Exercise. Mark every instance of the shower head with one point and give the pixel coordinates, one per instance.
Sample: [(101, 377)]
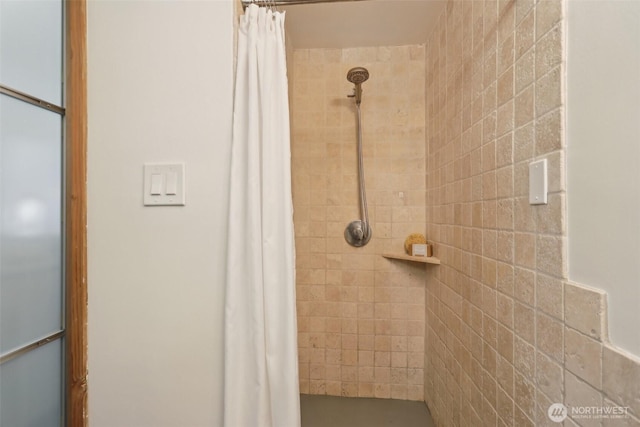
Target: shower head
[(358, 75)]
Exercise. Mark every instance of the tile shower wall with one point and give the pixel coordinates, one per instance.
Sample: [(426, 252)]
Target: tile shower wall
[(360, 316), (506, 334)]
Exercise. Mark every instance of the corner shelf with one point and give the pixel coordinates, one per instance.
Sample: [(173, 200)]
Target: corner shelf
[(424, 260)]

WRITTEN PROBLEM: Copy the records above word for word, from the first line to the last, and leave out the pictures.

COMPLETE OUTPUT:
Exercise. Mark every instance of the shower head with one point and give the pixel coordinates, one per instance.
Sample: [(101, 377)]
Target: shower head
[(358, 75)]
Exercise. Mark every instance of the tile shower wall with one point and give the pixel coordinates, one per instance.
Sample: [(426, 252)]
Target: tile shower wall
[(360, 316), (506, 334)]
Exercise. Mark every instance of the corner shelf with one point and give the pixel coordinates, one per instance.
Sample: [(173, 200)]
Target: corner shelf
[(424, 260)]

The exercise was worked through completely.